Instructions for the task → Every line of the material below needs to be written out exactly, please.
== Listed records
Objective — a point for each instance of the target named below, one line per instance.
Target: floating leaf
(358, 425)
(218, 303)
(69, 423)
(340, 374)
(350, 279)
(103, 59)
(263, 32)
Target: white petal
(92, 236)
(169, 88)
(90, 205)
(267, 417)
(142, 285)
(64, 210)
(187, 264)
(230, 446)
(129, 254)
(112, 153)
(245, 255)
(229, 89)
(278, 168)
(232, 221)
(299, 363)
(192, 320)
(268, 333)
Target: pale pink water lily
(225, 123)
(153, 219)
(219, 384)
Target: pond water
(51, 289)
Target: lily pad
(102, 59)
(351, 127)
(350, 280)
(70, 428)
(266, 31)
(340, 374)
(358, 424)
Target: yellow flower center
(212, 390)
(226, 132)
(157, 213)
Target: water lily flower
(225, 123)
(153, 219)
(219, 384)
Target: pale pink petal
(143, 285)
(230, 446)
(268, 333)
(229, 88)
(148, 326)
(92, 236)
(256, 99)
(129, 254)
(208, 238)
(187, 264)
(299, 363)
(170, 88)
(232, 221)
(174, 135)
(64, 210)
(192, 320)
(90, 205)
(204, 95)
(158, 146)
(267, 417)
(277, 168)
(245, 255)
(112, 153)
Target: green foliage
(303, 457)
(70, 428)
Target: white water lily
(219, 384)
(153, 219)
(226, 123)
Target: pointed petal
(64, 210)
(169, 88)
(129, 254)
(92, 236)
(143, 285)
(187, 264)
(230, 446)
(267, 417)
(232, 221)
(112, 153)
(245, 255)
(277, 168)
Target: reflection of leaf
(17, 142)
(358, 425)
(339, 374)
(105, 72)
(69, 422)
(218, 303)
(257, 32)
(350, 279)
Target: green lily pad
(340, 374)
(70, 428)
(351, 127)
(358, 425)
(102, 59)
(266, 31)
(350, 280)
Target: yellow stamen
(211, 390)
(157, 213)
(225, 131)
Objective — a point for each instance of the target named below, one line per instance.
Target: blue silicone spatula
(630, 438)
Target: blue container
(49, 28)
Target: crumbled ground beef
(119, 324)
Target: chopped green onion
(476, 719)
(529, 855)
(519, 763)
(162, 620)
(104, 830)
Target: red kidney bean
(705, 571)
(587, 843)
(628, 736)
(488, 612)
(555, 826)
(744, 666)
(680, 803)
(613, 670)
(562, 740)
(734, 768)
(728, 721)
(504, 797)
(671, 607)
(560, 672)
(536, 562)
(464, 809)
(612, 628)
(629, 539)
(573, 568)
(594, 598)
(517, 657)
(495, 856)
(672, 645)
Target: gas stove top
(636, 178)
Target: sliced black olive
====
Task result →
Objective — a point for each instance of the target named below, one line per instance.
Target: floating leaf
(358, 425)
(218, 303)
(69, 423)
(340, 374)
(350, 279)
(103, 59)
(263, 32)
Target: white petal
(92, 236)
(169, 88)
(90, 205)
(267, 417)
(142, 285)
(64, 210)
(187, 264)
(230, 446)
(129, 254)
(112, 153)
(245, 255)
(229, 89)
(278, 168)
(232, 221)
(299, 363)
(192, 320)
(268, 333)
Target: pale pink water lily
(225, 123)
(153, 219)
(219, 384)
Target: pond water
(51, 289)
Target: lily pad
(102, 59)
(351, 127)
(350, 280)
(70, 428)
(266, 31)
(340, 374)
(358, 424)
Target: yellow flower center
(212, 390)
(226, 132)
(157, 213)
Target: water lily flower
(225, 123)
(153, 219)
(219, 384)
Target: pale pink petal
(143, 285)
(230, 446)
(268, 333)
(229, 88)
(148, 326)
(92, 236)
(256, 99)
(129, 254)
(208, 238)
(187, 264)
(299, 363)
(170, 88)
(232, 221)
(174, 135)
(64, 210)
(192, 320)
(90, 205)
(204, 95)
(158, 146)
(267, 417)
(277, 168)
(245, 255)
(112, 153)
Target: green foliage
(303, 457)
(70, 428)
Target: white water lily
(219, 384)
(153, 219)
(226, 123)
Target: pointed petal
(64, 210)
(169, 88)
(129, 254)
(92, 236)
(143, 285)
(187, 264)
(230, 446)
(267, 417)
(232, 221)
(112, 153)
(245, 255)
(277, 168)
Target: reflection of leaf
(17, 142)
(358, 425)
(339, 374)
(105, 72)
(69, 422)
(218, 303)
(257, 32)
(350, 279)
Target: green lily pad
(340, 374)
(70, 428)
(351, 127)
(358, 425)
(102, 59)
(266, 31)
(350, 280)
Target: yellow stamen
(211, 390)
(157, 213)
(225, 131)
Objective — a point for each instance of the target named below, one line per instance.
Target: blue silicone spatula
(630, 438)
Target: blue container
(49, 28)
Target: crumbled ground beef
(119, 324)
Target: chopped green onion
(476, 719)
(529, 855)
(519, 763)
(162, 620)
(104, 830)
Target: red kidney bean
(705, 571)
(587, 843)
(628, 736)
(488, 612)
(555, 826)
(744, 666)
(680, 803)
(613, 670)
(562, 740)
(734, 768)
(728, 721)
(504, 797)
(671, 607)
(560, 672)
(536, 562)
(464, 809)
(612, 628)
(629, 539)
(573, 568)
(594, 598)
(517, 657)
(495, 856)
(672, 645)
Target: gas stove top
(636, 178)
Target: sliced black olive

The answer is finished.